We didn't stay long in Seward, just long enough for a hot shower at the Harbour Masters, get a shrimp/prawn licence, and marvel at the endless rows of motor-homes and the giant cruise ship that we mistook for an iceberg on the way in. For a bit of much-needed exercise we jogged up the mountain towering over the port, up and down which they have a famous marathon every 4th July 'Independence Day' - quite the event apparently, and the town was in full swing getting ready for it as we refuelled next morning and headed South out the 16 mile Resurrection Bay fiord and onwards towards Prince William Sound (PWS).

### Data entries

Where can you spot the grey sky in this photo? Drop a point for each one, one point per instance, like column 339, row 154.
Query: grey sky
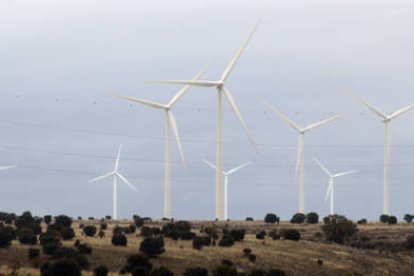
column 59, row 59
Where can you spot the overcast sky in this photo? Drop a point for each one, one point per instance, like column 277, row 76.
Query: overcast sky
column 60, row 59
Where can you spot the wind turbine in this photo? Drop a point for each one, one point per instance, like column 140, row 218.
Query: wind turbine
column 221, row 89
column 300, row 155
column 170, row 124
column 330, row 191
column 226, row 175
column 115, row 174
column 386, row 119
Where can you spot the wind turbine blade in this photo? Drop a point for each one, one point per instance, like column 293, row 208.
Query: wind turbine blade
column 237, row 168
column 345, row 173
column 401, row 111
column 239, row 116
column 371, row 107
column 239, row 52
column 141, row 101
column 322, row 167
column 201, row 83
column 126, row 181
column 283, row 116
column 325, row 121
column 209, row 164
column 174, row 128
column 185, row 88
column 117, row 157
column 7, row 167
column 328, row 191
column 101, row 177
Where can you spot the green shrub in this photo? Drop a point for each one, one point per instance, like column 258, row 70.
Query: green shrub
column 152, row 246
column 33, row 253
column 271, row 218
column 362, row 221
column 237, row 234
column 384, row 218
column 291, row 234
column 312, row 218
column 408, row 218
column 119, row 240
column 409, row 242
column 200, row 241
column 337, row 228
column 89, row 230
column 100, row 271
column 67, row 233
column 261, row 235
column 298, row 218
column 392, row 220
column 226, row 240
column 26, row 236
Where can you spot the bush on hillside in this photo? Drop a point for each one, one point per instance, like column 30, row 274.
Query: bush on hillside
column 337, row 228
column 298, row 218
column 119, row 240
column 89, row 230
column 312, row 218
column 152, row 247
column 271, row 218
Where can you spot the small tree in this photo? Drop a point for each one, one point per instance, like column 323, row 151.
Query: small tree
column 298, row 218
column 26, row 236
column 226, row 240
column 384, row 218
column 152, row 247
column 89, row 230
column 47, row 219
column 392, row 220
column 291, row 234
column 33, row 253
column 119, row 240
column 337, row 228
column 67, row 233
column 408, row 218
column 312, row 218
column 271, row 218
column 100, row 271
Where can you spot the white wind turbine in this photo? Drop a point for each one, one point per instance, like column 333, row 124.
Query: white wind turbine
column 386, row 119
column 300, row 155
column 330, row 191
column 170, row 124
column 115, row 174
column 226, row 175
column 221, row 89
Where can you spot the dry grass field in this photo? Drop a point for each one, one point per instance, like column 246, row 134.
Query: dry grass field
column 379, row 253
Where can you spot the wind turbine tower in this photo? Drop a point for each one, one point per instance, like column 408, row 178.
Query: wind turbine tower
column 300, row 152
column 170, row 125
column 330, row 190
column 386, row 119
column 226, row 181
column 115, row 174
column 222, row 90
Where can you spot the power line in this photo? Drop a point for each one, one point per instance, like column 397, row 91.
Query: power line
column 192, row 140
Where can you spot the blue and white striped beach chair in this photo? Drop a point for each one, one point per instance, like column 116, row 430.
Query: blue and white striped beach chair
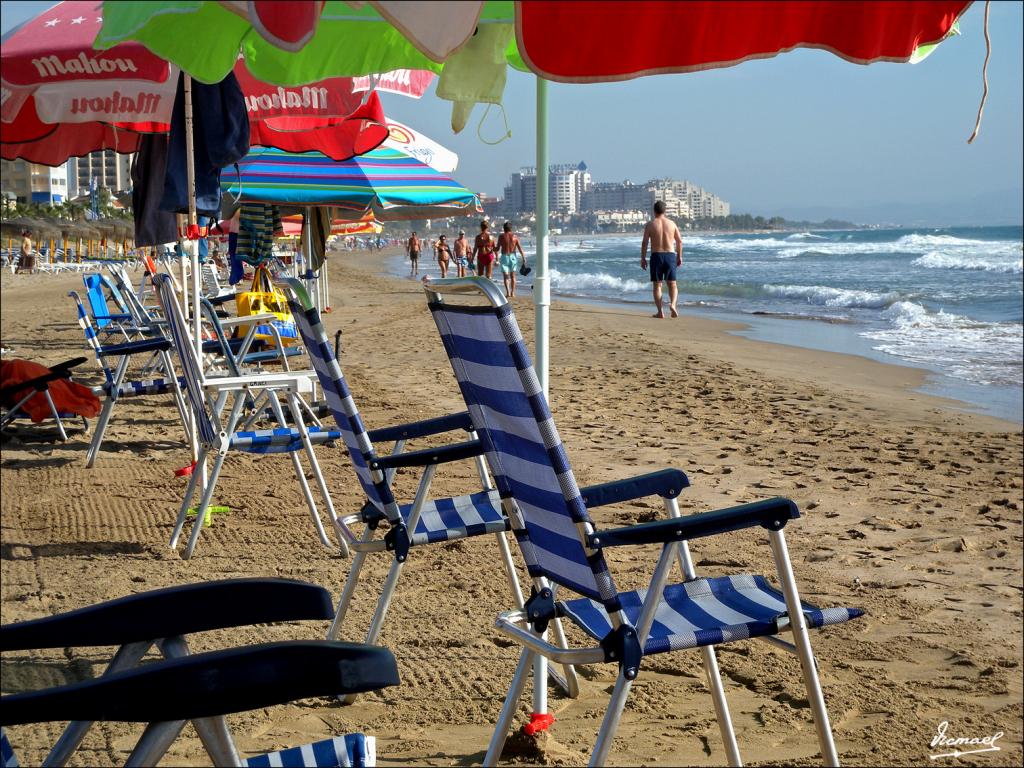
column 209, row 396
column 564, row 551
column 201, row 688
column 423, row 521
column 115, row 388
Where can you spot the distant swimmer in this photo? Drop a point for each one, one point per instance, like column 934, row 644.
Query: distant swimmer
column 667, row 254
column 461, row 253
column 413, row 249
column 483, row 251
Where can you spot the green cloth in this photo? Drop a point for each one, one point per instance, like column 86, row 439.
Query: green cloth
column 204, row 39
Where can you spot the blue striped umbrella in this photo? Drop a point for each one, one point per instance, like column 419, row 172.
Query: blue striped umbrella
column 386, row 182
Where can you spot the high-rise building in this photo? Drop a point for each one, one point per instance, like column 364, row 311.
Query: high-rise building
column 31, row 182
column 566, row 184
column 110, row 169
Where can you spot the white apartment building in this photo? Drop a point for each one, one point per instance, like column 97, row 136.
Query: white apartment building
column 31, row 182
column 111, row 169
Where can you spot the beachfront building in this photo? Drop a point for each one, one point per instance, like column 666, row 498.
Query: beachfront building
column 566, row 185
column 109, row 168
column 31, row 182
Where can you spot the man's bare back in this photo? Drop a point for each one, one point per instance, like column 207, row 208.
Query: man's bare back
column 663, row 233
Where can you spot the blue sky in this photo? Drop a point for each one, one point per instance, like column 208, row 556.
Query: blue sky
column 804, row 132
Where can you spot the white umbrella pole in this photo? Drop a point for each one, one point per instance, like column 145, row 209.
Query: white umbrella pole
column 542, row 288
column 542, row 302
column 307, row 248
column 193, row 244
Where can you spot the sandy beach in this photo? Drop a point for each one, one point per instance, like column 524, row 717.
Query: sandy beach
column 911, row 510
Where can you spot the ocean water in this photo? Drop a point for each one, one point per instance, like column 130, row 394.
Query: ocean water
column 948, row 300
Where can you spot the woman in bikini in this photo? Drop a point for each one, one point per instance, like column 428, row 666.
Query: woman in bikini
column 443, row 254
column 483, row 251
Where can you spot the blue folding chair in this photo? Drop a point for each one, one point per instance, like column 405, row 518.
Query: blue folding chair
column 423, row 521
column 564, row 550
column 201, row 688
column 115, row 388
column 217, row 434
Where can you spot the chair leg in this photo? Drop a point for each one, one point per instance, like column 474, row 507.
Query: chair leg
column 179, row 523
column 711, row 668
column 56, row 416
column 318, row 475
column 97, row 436
column 610, row 723
column 501, row 733
column 156, row 740
column 803, row 642
column 211, row 485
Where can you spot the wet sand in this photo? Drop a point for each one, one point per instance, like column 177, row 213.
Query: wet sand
column 911, row 509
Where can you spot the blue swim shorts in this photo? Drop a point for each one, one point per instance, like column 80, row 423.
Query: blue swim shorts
column 663, row 266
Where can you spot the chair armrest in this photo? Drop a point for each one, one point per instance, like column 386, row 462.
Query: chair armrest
column 231, row 322
column 177, row 610
column 220, row 682
column 422, row 428
column 60, row 371
column 667, row 483
column 135, row 347
column 423, row 458
column 771, row 514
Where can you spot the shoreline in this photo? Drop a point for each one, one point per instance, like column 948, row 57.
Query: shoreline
column 909, row 510
column 882, row 377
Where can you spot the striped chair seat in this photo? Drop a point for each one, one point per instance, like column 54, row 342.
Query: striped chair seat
column 353, row 750
column 705, row 611
column 459, row 517
column 136, row 388
column 280, row 440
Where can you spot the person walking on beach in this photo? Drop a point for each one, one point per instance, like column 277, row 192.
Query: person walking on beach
column 28, row 261
column 443, row 253
column 483, row 251
column 508, row 244
column 413, row 248
column 667, row 254
column 461, row 252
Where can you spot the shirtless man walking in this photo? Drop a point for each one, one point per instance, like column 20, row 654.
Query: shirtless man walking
column 508, row 244
column 667, row 254
column 413, row 248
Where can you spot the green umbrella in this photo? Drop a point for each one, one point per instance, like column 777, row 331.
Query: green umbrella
column 205, row 38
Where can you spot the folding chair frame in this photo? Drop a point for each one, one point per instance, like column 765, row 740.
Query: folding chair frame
column 625, row 644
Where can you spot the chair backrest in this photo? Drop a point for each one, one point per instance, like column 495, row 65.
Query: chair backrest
column 90, row 336
column 190, row 371
column 123, row 285
column 510, row 414
column 94, row 285
column 339, row 397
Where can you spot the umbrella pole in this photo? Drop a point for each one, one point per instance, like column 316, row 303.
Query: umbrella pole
column 542, row 301
column 193, row 247
column 307, row 247
column 542, row 289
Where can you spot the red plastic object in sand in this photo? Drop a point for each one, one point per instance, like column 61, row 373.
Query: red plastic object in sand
column 185, row 471
column 539, row 722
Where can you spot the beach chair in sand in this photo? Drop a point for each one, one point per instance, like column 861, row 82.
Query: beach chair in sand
column 564, row 551
column 115, row 387
column 19, row 393
column 201, row 688
column 211, row 397
column 423, row 521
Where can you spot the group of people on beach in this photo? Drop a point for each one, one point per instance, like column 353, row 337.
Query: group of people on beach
column 506, row 250
column 660, row 235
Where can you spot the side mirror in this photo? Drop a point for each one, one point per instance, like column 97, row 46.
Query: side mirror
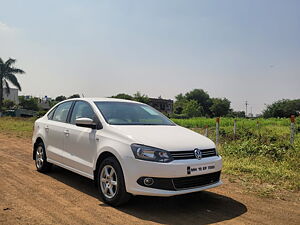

### Required work
a. In the passage about Seward, what takes place on the mountain above the port every 4th July?
b. Write the next part of the passage about Seward, picking up after its last sentence.
The listing is not needed for this work.

### Final results
a. A famous marathon is run up and down the mountain.

b.
We stayed the first night tucked into Driftwood Cove, where I caught a good sized Halibut from the dingy. It's so easy to fish around here, even from Teleport, we just stop the boat - usually over a shoal (often still 100-foot+ though) - and with a simple plain metal jig lure (perhaps 10cm long?) tied onto a spool of thin cord, we just pay out line until it hits the bottom, bring in a few feet, and then jig it up and down. If you don't catch something within 60 seconds then there's something wrong. We've been living off rock fish, cod, halibut etc. So good!) Jess's folks bought be a great filleting knife for my Bday and it makes short work.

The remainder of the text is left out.